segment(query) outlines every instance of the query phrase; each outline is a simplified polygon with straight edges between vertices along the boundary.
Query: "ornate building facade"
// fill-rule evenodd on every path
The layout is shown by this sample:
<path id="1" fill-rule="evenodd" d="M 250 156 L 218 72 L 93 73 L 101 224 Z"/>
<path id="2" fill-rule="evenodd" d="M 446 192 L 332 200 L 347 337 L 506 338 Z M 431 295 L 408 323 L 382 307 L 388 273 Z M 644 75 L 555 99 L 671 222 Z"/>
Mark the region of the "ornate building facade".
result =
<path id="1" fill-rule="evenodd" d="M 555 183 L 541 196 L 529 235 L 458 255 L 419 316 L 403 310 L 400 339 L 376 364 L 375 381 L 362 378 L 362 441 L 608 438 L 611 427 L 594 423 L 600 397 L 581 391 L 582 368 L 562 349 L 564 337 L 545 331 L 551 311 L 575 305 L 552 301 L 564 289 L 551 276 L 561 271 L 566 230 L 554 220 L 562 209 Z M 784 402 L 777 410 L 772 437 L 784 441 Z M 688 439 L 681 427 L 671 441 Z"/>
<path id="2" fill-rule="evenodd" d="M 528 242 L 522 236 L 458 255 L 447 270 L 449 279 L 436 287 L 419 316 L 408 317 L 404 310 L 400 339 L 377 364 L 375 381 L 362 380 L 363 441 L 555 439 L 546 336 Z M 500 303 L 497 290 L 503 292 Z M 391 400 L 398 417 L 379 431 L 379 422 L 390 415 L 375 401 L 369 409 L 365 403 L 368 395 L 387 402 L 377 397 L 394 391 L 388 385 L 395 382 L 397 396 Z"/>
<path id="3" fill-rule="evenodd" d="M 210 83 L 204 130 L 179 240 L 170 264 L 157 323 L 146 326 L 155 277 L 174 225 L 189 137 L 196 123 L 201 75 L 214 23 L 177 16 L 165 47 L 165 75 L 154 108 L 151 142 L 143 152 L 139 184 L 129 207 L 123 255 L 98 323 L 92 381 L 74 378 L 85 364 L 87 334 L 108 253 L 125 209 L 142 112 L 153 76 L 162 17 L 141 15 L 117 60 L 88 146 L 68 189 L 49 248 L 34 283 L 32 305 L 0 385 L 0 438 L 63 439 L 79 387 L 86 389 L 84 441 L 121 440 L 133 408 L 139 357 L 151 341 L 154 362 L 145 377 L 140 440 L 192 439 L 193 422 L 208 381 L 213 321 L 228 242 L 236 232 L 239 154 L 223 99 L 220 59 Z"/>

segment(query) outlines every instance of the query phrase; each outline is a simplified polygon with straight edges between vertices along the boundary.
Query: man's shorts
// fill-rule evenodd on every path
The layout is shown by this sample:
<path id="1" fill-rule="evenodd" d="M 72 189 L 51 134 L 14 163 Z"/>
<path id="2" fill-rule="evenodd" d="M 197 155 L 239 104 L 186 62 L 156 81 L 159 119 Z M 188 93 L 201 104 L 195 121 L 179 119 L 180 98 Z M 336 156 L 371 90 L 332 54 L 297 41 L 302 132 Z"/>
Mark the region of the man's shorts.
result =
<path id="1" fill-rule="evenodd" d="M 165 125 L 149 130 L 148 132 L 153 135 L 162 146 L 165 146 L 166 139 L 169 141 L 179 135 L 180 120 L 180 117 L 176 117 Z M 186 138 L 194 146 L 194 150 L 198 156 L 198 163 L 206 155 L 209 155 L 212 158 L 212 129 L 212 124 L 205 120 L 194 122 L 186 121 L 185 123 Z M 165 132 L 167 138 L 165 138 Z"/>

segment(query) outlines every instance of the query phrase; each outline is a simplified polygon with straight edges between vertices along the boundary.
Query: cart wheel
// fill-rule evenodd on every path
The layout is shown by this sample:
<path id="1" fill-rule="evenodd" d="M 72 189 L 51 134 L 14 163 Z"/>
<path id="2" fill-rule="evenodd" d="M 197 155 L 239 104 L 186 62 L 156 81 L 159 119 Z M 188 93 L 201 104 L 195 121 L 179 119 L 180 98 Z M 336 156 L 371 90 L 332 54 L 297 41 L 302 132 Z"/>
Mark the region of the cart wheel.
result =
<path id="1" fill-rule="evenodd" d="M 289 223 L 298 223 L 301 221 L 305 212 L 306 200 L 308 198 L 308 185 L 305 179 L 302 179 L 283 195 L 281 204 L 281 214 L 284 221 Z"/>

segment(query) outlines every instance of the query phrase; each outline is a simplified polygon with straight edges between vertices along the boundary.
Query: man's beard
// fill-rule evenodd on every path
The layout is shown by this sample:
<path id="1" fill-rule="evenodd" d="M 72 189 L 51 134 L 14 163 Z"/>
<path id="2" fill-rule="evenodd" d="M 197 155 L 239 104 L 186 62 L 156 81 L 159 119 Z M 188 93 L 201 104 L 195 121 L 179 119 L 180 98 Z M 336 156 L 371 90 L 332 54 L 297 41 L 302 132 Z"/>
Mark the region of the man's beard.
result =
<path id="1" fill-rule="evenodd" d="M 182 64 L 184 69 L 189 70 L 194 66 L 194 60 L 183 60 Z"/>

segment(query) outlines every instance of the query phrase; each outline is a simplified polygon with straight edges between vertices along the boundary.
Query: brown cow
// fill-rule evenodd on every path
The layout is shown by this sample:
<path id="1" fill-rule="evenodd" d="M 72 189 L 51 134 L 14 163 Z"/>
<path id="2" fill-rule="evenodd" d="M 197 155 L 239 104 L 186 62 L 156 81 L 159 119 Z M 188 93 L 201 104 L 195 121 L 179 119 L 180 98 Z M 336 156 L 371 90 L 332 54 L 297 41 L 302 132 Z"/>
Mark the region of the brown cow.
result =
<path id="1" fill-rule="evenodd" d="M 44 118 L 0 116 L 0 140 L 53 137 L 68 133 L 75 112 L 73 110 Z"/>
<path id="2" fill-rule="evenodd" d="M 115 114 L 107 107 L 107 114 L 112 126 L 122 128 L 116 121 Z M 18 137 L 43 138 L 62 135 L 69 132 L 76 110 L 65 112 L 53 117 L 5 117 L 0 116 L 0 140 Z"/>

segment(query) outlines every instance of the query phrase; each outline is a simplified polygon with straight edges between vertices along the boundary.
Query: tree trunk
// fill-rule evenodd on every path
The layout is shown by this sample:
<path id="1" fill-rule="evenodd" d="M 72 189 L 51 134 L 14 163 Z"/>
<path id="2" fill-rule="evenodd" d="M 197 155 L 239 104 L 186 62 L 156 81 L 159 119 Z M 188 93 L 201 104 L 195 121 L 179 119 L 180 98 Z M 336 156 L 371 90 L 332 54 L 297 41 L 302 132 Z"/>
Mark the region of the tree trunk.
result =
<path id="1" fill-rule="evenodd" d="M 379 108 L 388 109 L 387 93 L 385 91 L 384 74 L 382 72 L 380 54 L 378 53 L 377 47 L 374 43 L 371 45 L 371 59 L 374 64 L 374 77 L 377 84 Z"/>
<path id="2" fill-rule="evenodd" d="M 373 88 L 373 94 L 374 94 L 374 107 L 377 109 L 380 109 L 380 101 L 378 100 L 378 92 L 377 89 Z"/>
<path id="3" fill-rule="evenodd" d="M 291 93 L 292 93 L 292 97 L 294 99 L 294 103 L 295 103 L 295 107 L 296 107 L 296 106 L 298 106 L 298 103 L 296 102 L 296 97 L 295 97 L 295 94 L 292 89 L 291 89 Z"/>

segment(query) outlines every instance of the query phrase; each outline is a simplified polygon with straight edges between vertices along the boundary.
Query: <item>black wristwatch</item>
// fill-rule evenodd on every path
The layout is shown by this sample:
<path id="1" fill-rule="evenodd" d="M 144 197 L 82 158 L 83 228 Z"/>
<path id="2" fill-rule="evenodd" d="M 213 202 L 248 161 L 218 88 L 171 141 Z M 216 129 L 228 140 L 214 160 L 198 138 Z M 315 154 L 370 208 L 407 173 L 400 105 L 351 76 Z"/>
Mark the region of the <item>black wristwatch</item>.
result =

————

WHAT YOU ARE ASKED TO DO —
Your response should be each line that includes the word "beard", copied from the records.

WORKED SOLUTION —
Query: man's beard
Mark the region of the man's beard.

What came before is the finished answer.